Exercise set:
[a] Reproduce verbatim the section of the UK population notes that begins at "Suburban, rural-urban fringe" and ends after "many to live in rural areas.".
[b] Resume the UK population notes after their final sentence and extend them in the same manner.

Quoted passage:
--*--

Population structure

The UK's population is very unevenly distributed and changes at different rates.
Significant difference along the rural-urban continuum:
Remote rural = population decline.
Inner city = population decline.
Suburban, rural-urban fringe and accessible rural areas have seen population growth.
Population differences can be explained by:
Good transport leads to higher populations.
Access matters for working people but less so for retired people, so they tend to live in rural areas.
After 1880, many middle class people moved out of the city centre into the suburbs.
Since 1947, many cities have been ringed by a green belt which has encouraged many to live in rural areas.


Population, Anglesey v Southwark

Anglesey has an ageing population.
Southwark's population is dominated by people 20-40.
In 2014, there were 813 deaths in Anglesey but only615 births.
In Southwark, there were 4600 births and only 1300 deaths.
Inner city Southwark attracted 5500 extra international migrants in 2014.
Rural Anglesy only attracted 60 extra international migrants.
Anglesey's poluation declined by 0.3% in 2014, whereas Southwark's grew up 2.5%.


Population characteristics

Some cities have more males than females because some industries are dominated by men e.g. offshore oil industry in Aberdeen.
Rural areas often have more single men than single women.
Inner city areas have more male international migrants than female.
Coastal retirement locations tend to have more females than males.

--*--

Provided data:

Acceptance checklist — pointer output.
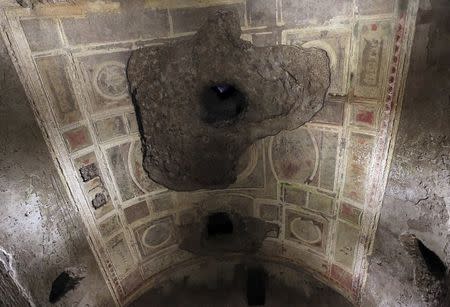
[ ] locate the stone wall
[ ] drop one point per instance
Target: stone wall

--*--

Results of the exercise:
[a]
Suburban, rural-urban fringe and accessible rural areas have seen population growth.
Population differences can be explained by:
Good transport leads to higher populations.
Access matters for working people but less so for retired people, so they tend to live in rural areas.
After 1880, many middle class people moved out of the city centre into the suburbs.
Since 1947, many cities have been ringed by a green belt which has encouraged many to live in rural areas.

[b]
Southwark =54.3% white British.
Anglesey = 98.3% white British.
Accessible cities are more culturally diverse because of the availability of employment.


Ethnic clustering

In urban areas, ethnic groups sometimes exhibit clustering .
In almost all areas, segregation takes place.
Clustering in Southwark:
Expensive riverside property in Surrey docs has been brought up by wealthy European immigrants.
The wealthy British population tend to live in the Southern Wards, away form crowded riverside.
Lower income ethnic groups may be concentrated in areas with a large amount of council housing.


Internal explanation of ethnic clustering

New immigrants tend to live close to existing people.
Ethnically specific services encourage others to live nearby.
Safety in numbers.


External explanations of ethnic clustering

Estate agents may help concentrate groups in particular areas.
An existing population may leave an area if a new ethnic groups begins to move in.
Prejudice in the job market prevents some ethnic groups from gaining high enough incomes to live in some areas.


Southwark is changing...

Each year about 13% of its resident population changes.
Cultural diversity is growing rapidly (63% white British in 2001, to 54% in 2011.)
Most of Southwark's population is 20-40, so young, dynamic workers.
Population growth is driven by high fertility rates.


Forces shaping Anglesey

Globalisation allows Anglesy's seafood industry to access global markets, but in 2009 this closed down due to falling global demands.
Limited connections to the rest of Wales, but there is a tourism industry.
As a location for economic activity it is remote and peripheral.
It has a strong Welsh identity, with 57% of people speaking Welsh (highest in Wales.)


Forces shaping Southwark

Global events, such as 2012 Olympics, helped to raise the profile of London as a world city.
Benefits from being within the EU's largest city and some global brands are located there.
Cultural icons e.g Tate and Shakespeare's art globe, have given it a high cultural profile.



All places have an image which they project and this shapes people's perceptions of the place, as either positive or negative.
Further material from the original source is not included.